Required work – Please rewrite the passage on China's Africa strategy starting at "The pattern of" and ending at "impoverished African economies.", putting "playbook" in place of "toolkit".

Text –
- - - - - - -
Further, according to findings by Australia’s Griffith Asia Institute, new Chinese investment in Africa increased by 114% in 2023. However, it remained heavily focused on minerals, coupled with Beijing’s plans to revive its own flagging economy.

All efforts to boost other imports from Africa seem to be faltering. This has resulted in the continent’s ballooning trade deficit with China. In fact, the value of Africa’s exports to China has fallen by 7% and its trade deficit has widened by 46%. Carrying one of Africa’s largest trade deficits with China, Kenya is fast becoming a critical case study in this context.

Official Narratives vs Economic Realities

Despite these hard data-based realities, China’s official Xinhua News Agency still harps on how numerous construction companies from Hubei and Hunan provinces have ventured into Africa. Xinhua claims that these companies are undertaking diverse engineering projects, for instance, in Kenya. Some sectors it mentions are energy, transportation, municipal construction, housing, telecommunications, and metallurgy. Furthermore, there are other projects in agricultural technology, equipment manufacturing, and fish-processing infrastructure. But the trade exchanges with Africa are anything but “thriving” as Xinhua puts it.

Beijing makes tall commitments worth billions of dollars for new construction projects. However, data also reveals a mercantile and extractive kind of Chinese strategy and approach towards Africa. According to the Global China Initiative at Boston University, ports built by Chinese companies, hydropower plants, and railways across the continent peaked in terms of annual lending worth $28.4 billion USD in 2016. These are financed mainly through sovereign loans.

[…]

China’s Africa strategy in the past decade finds its foundation in the Belt and Road Initiative, whose deals are based on opaque agreements on multiple counts. Beijing aggressively pursued repayment of its debts from many African countries in the past. However, this approach created real problems for China’s international standing and approach towards developing nations.

[…]

The pattern of how China uses its economic leverage for achieving politico-strategic ends at a later stage has been well displayed across Asia, Africa, and Latin America. In fact, this has become a predictable pattern in China’s toolkit. An added phenomenon to this strategy is the application of blunt coercion in the case of many lesser-developed and impoverished African economies.
- - - - - - -
Source data –
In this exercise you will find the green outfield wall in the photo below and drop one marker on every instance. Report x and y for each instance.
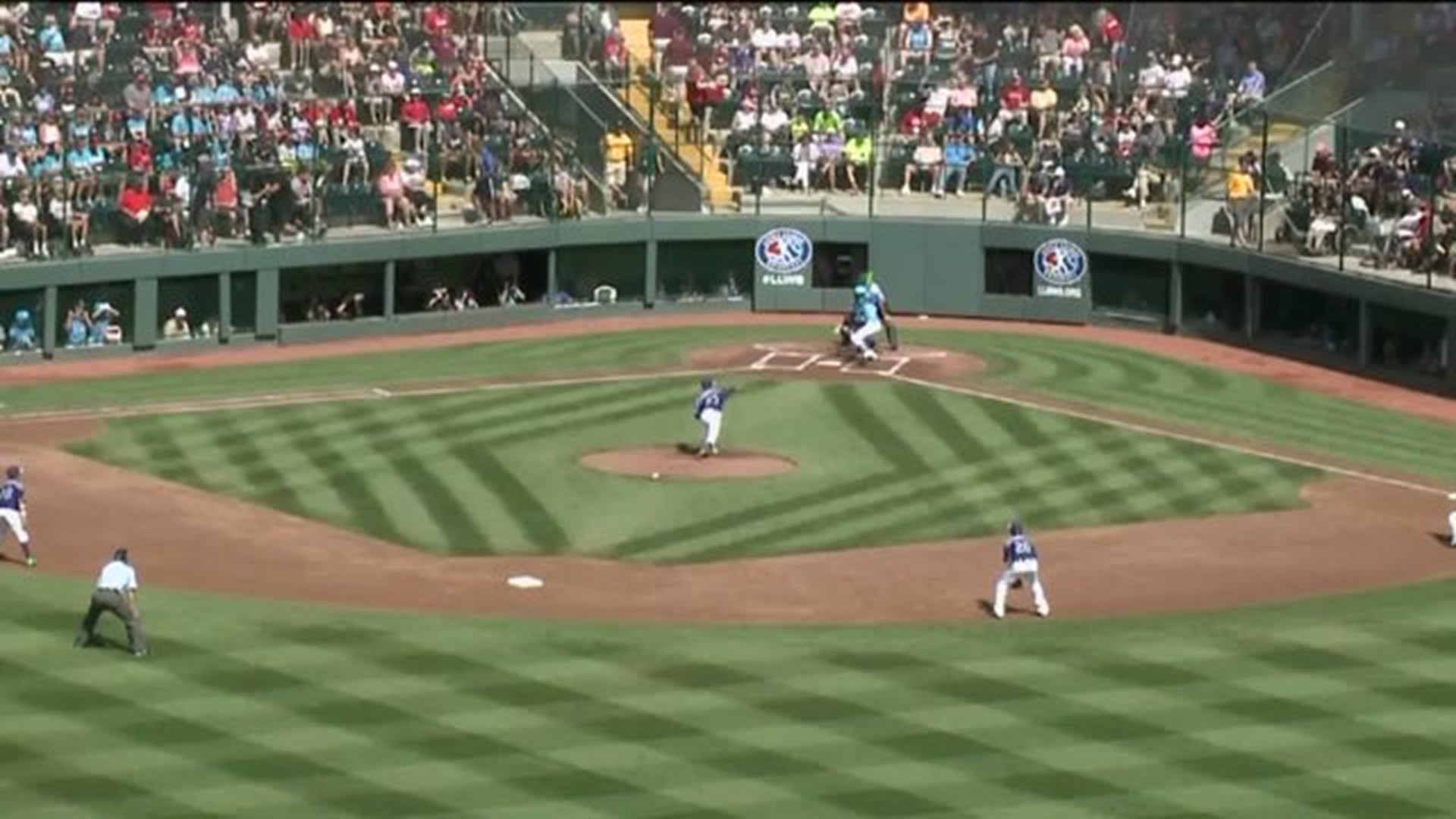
- - - - - - -
Solution to this task –
The pattern of how China uses its economic leverage for achieving politico-strategic ends at a later stage has been well displayed across Asia, Africa, and Latin America. In fact, this has become a predictable pattern in China’s playbook. An added phenomenon to this strategy is the application of blunt coercion in the case of many lesser-developed and impoverished African economies.